> **Письменное задание A**
Извлеките из записей все строки, в которых встречается слово «wheel».

> **Исходный текст**
= = = = =

При этом Александр III составил для сына необычный маршрут. Император не собирался заигрывать с европейскими соседями, а потому отправил наследника на Восток – незнакомый, таинственный, многообещающий.
23 октября 1890 года Николай покинул родную Гатчину, попрощавшись с родителями и Вороном – собакой породы колли. И тут же начал писать домой трогательные письма. Например: «Моя милая душка Мама… Я едва удерживался от слез, при воспоминании того ужасно грустного и тяжелого дня, когда мы расстались на так долго! Пока мы ехали, я все время мысленно был с вами в Гатчине и час за часом следил за тем, что вы должны были в это время делать. Единственным утешением в вагоне были завтраки и обеды, в разговорах с моими спутниками я забывал на несколько минут мое горе…»[262]
Отец-император, несмотря на внешнюю суровость, тоже тяжело переживал отъезд любимого сына. Вот отрывки из посланий Александра III: «Мой милый Ники, очень, очень грустно было прощаться с тобою и знать, что на такое долгое время мы будем в разлуке. Как грустно было возвращаться в Гатчину, как пусто было дома и как наша прогулка по парку с милым Вороном была не весела в этот день. Ворон всякий день гуляет с нами и иногда приходит к Мама и лежит в ее комнатах, но видимо, он скучает и не весел… Ворон все толстеет, и глупые люди его целый день кормят так, что это не собака, а бочка какая-то… Возится он со снегом по-прежнему и страшно доволен, когда с ним занимаются»[263].
Двое беззаботных принцев
Спустя пару месяцев Николай перестал так сильно тосковать по дому – после того, как к нему присоединился развеселый кузен Георг, принц Греческий. Он являл собой полную противоположность мягкому интеллигентному Николаю. Георг был бесшабашным моряком, шумным заводилой с татуировкой-якорем на могучем плече. Он притащил на борт крейсера «Память Азова» с десяток кальянов и в каждом порту требовал знакомства с местными танцовщицами.
Дипломат Владимир Николаевич Ламсдорф, приближенный Александра III, весьма резко отзывается о Георге в своих мемуарах: «Присутствие принца Георга Греческого в свите великого князя-наследника было настоящей обузой. Добрая королева, по-видимому, плохо воспитала своих детей, а этот экземпляр особенно распущен»[264]. Кроме того, на всех официальных мероприятиях статный богатырь Георг привлекал к себе гораздо больше внимания, чем невысокий, тихий Николай, и это не лучшим образом сказывалось на имидже наследника российского престола.

= = = = =

> **Данные упражнения**
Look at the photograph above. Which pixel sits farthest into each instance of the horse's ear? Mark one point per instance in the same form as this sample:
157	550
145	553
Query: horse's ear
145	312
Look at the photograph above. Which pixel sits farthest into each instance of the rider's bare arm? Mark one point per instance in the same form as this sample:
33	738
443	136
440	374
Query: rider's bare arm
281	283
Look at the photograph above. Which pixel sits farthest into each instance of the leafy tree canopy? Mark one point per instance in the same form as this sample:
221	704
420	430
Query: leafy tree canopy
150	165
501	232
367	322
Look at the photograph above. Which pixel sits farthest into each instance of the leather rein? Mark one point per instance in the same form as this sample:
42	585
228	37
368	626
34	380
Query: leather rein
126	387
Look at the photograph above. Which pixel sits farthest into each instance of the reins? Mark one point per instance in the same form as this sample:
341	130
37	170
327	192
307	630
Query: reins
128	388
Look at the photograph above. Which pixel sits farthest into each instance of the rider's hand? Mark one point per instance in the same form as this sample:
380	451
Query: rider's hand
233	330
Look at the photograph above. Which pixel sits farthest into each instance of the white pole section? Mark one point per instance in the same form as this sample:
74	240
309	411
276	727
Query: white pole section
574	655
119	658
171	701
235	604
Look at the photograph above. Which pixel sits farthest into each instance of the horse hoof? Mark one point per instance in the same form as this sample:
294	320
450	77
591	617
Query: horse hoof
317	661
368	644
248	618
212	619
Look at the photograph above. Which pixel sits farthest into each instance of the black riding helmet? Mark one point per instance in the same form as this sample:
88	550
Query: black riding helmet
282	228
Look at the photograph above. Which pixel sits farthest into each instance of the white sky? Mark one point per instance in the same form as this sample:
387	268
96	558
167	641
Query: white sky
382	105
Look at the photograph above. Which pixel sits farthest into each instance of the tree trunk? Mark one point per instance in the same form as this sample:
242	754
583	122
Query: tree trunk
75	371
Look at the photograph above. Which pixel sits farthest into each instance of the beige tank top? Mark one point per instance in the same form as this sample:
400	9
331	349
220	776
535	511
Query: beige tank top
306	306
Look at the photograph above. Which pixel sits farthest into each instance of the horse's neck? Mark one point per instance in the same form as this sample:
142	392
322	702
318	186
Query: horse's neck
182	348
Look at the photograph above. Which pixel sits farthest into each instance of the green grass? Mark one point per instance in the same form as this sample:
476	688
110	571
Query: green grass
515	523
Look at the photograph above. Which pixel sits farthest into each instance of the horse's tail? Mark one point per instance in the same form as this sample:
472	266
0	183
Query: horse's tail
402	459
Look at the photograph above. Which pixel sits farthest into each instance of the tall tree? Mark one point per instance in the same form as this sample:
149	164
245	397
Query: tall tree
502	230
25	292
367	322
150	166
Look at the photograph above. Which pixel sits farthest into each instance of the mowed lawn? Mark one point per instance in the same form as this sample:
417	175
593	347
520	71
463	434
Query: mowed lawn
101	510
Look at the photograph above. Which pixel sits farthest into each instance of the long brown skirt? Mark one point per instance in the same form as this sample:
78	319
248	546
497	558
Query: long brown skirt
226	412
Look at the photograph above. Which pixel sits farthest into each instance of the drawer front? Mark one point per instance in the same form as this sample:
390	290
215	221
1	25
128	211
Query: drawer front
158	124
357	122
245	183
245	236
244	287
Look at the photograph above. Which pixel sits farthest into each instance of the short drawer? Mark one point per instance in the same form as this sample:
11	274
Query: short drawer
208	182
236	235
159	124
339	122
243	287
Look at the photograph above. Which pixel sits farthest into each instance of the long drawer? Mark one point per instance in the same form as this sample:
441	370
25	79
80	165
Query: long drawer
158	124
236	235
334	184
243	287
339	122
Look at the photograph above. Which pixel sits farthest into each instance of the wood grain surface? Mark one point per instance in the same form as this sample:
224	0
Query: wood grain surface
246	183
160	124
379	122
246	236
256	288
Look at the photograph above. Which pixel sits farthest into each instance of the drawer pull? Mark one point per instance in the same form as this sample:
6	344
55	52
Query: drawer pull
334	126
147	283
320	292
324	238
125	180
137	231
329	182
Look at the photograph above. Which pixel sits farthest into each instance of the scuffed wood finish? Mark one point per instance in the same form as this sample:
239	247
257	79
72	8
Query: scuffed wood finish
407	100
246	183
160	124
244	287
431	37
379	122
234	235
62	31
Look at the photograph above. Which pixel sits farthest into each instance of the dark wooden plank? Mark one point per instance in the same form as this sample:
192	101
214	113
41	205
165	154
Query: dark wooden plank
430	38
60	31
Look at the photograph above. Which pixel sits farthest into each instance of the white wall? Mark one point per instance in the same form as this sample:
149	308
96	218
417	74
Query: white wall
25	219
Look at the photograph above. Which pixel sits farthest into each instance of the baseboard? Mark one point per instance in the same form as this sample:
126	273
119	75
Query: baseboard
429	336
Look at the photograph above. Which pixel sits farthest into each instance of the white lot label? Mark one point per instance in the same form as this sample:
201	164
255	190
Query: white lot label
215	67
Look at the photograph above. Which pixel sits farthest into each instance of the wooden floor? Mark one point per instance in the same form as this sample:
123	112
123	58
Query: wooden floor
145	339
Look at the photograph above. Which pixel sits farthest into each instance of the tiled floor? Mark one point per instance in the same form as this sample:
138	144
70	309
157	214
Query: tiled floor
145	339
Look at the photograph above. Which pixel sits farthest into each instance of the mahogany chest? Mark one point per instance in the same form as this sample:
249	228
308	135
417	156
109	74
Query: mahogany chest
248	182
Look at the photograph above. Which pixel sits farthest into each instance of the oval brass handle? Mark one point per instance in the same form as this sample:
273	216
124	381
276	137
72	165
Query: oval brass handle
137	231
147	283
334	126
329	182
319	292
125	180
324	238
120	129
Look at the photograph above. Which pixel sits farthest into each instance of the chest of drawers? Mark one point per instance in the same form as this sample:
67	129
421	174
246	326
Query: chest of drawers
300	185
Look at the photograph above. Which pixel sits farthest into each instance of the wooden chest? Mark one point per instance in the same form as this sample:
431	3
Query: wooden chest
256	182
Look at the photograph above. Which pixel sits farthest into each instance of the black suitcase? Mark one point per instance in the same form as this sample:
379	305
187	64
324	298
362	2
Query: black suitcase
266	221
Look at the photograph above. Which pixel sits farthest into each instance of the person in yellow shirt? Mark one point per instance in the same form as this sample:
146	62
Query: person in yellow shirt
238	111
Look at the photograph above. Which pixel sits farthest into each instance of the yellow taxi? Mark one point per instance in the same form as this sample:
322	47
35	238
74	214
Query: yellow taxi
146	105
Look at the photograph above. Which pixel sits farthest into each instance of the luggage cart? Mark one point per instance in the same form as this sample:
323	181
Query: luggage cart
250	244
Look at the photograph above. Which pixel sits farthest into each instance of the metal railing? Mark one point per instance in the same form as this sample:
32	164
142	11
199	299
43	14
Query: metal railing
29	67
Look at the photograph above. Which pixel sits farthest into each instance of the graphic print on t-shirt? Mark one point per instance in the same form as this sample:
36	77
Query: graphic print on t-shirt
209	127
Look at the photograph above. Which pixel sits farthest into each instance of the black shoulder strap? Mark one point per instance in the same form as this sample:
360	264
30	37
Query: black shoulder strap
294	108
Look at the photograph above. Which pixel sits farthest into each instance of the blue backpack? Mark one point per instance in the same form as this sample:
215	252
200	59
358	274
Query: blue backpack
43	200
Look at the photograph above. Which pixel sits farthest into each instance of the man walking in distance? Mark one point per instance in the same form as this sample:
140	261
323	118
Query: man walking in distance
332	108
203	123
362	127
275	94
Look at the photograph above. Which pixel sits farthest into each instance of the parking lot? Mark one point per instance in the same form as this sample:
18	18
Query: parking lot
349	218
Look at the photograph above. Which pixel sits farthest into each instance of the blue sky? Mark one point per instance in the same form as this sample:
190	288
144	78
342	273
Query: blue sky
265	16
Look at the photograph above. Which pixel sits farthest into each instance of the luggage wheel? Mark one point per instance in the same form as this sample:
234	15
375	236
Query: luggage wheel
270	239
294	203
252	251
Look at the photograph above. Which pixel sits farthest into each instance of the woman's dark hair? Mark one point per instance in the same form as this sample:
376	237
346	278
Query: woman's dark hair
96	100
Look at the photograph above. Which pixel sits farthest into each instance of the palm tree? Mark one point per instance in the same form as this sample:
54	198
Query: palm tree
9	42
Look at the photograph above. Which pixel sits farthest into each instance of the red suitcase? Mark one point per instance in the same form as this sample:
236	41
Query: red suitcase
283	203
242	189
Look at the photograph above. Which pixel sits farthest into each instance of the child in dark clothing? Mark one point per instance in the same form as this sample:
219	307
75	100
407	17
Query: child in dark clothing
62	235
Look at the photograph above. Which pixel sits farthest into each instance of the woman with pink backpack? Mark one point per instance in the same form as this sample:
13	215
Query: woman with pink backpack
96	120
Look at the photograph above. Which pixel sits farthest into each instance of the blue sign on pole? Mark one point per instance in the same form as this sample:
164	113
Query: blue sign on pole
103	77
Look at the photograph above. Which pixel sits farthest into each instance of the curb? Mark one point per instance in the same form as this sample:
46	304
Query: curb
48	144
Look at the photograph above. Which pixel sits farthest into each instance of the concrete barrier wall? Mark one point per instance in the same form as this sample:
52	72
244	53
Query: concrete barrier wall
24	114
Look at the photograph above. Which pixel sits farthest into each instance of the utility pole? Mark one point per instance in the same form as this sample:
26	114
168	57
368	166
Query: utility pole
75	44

= = = = =

> **Письменное задание B**
Выпишите дословно фрагмент текста о путешествии наследника Николая на Восток от слов «Двое беззаботных принцев» до слов «с местными танцовщицами.».

> **Правильный ответ A**
Look at the photograph above. Which pixel sits farthest into each instance of the luggage wheel? Mark one point per instance in the same form as this sample:
Query: luggage wheel

> **Правильный ответ B**
Двое беззаботных принцев
Спустя пару месяцев Николай перестал так сильно тосковать по дому – после того, как к нему присоединился развеселый кузен Георг, принц Греческий. Он являл собой полную противоположность мягкому интеллигентному Николаю. Георг был бесшабашным моряком, шумным заводилой с татуировкой-якорем на могучем плече. Он притащил на борт крейсера «Память Азова» с десяток кальянов и в каждом порту требовал знакомства с местными танцовщицами.